Point-based annotation data

┄┄┄┄┄┄┄┄┄┄

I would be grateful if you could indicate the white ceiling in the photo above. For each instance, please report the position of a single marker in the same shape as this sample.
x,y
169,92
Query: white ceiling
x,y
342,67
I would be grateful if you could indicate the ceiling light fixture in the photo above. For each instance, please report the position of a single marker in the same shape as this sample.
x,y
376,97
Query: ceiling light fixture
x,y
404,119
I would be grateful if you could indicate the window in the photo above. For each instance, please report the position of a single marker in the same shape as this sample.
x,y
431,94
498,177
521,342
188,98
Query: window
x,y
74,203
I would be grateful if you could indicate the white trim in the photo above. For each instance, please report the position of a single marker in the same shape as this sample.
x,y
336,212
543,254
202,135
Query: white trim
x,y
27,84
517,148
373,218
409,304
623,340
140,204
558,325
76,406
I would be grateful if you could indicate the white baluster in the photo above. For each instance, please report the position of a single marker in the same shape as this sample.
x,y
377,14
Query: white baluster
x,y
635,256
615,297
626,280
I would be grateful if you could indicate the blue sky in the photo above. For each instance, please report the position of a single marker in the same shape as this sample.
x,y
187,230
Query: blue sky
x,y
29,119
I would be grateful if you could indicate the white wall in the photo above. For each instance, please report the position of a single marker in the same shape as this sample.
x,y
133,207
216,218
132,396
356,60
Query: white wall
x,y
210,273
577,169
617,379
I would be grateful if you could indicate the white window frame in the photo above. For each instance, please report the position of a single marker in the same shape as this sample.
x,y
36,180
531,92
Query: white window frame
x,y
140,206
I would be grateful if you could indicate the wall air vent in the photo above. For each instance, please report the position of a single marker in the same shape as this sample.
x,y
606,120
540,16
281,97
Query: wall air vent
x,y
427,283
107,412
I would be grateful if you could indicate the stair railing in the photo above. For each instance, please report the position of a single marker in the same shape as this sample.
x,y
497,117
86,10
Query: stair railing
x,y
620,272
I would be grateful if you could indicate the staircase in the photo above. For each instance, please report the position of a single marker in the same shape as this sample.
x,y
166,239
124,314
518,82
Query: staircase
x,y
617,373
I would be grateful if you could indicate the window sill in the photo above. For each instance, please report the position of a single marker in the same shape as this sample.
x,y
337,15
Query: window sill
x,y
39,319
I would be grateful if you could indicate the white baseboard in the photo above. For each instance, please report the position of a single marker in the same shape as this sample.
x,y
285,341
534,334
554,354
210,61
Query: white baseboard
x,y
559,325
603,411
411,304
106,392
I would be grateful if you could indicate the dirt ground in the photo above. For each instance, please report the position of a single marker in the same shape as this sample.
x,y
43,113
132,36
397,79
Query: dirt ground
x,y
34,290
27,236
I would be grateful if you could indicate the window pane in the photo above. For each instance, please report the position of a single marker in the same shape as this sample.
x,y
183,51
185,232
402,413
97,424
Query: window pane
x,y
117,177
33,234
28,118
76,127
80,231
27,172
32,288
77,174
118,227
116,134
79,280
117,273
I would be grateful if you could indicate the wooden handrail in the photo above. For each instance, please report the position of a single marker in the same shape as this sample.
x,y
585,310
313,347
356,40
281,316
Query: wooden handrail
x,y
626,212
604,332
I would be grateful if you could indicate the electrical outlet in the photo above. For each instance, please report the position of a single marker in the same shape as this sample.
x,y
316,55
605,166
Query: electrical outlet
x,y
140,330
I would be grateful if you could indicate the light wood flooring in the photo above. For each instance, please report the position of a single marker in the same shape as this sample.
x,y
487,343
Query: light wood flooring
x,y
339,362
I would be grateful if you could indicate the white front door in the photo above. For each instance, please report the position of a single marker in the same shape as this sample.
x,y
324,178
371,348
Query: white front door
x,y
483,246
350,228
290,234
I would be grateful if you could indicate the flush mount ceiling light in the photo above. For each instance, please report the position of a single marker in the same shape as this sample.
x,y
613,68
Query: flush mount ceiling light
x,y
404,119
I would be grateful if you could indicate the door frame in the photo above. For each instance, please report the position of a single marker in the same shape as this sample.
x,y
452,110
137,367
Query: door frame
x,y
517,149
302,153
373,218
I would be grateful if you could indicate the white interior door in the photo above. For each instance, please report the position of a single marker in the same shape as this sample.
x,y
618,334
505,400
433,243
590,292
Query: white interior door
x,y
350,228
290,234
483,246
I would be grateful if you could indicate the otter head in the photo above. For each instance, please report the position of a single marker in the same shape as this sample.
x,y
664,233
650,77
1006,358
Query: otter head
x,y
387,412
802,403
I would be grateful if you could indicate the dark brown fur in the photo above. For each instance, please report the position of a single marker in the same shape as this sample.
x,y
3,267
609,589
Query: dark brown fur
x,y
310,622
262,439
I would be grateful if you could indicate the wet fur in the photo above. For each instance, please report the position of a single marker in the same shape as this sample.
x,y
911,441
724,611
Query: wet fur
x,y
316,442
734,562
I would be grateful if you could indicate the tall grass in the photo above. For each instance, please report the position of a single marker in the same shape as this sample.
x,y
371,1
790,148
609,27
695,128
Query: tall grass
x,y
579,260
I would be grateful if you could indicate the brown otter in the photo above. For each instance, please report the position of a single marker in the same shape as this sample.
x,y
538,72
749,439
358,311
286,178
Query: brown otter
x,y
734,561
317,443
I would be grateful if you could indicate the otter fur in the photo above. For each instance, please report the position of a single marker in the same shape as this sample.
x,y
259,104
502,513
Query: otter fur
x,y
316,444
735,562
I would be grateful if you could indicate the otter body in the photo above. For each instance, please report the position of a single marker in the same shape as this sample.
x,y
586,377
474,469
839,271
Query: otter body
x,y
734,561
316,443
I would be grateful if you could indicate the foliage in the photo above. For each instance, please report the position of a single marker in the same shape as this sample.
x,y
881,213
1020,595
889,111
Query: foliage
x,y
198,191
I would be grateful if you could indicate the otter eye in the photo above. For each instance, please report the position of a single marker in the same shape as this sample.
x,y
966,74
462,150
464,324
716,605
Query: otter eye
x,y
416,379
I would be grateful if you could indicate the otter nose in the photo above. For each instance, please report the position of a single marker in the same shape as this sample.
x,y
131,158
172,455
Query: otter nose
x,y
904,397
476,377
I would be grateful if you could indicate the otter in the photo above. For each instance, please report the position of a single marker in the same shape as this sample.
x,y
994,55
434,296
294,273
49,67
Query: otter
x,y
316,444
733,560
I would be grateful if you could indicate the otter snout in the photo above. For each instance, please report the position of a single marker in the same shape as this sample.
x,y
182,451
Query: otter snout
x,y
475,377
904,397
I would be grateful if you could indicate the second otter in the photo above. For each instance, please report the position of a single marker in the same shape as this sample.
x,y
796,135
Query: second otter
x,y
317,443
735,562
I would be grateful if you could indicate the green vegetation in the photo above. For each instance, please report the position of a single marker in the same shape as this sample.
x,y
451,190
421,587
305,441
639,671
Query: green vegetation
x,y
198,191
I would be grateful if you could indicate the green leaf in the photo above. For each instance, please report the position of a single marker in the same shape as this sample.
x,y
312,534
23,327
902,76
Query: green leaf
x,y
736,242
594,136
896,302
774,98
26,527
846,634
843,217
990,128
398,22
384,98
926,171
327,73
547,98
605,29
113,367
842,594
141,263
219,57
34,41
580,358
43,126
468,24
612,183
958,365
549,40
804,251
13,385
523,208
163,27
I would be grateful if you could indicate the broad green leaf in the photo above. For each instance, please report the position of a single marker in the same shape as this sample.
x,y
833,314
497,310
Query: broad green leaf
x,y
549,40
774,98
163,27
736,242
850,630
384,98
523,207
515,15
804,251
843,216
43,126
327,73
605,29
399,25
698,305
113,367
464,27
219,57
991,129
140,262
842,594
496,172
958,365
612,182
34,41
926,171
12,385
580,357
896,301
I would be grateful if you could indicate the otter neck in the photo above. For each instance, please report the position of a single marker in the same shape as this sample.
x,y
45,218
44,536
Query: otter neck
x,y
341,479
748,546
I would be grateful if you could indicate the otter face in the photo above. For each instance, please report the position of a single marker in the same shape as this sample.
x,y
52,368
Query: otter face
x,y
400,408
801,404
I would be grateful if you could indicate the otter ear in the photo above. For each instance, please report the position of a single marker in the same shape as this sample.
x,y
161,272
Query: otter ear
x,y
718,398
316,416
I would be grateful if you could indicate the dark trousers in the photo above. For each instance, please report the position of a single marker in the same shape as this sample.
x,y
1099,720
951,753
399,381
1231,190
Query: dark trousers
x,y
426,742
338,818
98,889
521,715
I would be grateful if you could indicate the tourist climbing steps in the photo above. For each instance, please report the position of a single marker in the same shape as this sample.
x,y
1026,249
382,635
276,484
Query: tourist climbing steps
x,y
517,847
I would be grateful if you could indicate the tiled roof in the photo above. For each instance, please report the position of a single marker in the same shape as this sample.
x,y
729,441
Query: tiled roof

┄┄┄┄┄┄┄┄┄┄

Your objective
Set down, exactly and in full, the lines from the one containing "I would be grateful if you could indicate the otter face" through the end of the entries; no other line belongs.

Solution for this problem
I would be grateful if you could indicate the otter face in the photo above. For each instance, please report the position of a single marker in the same shape as this sample.
x,y
52,368
Query: otter face
x,y
400,408
801,404
I would be grateful if you could indicate the otter ear in the photo above. For each instance, please report the position of a single marker in the same shape as this sample.
x,y
161,272
Query: otter ear
x,y
718,398
316,416
I would be grateful if you could indicate the dark trousers in the photo above. For each instance, please report the position of a single marker in the same shape as this sample.
x,y
1099,720
951,753
399,381
1231,190
Query: dark trousers
x,y
426,742
338,818
98,889
521,715
I would be grateful if you could indicate the tourist climbing steps in the photo above. For each instance, please report the position of a single marker in the same shape as this sample.
x,y
1026,249
382,635
276,484
Query: tourist climbing steps
x,y
517,847
I would be grateful if you could indicate the tiled roof in the photo above. For each instance, please report the position of a single marker in the same shape as this sample.
x,y
729,441
Query: tiled roof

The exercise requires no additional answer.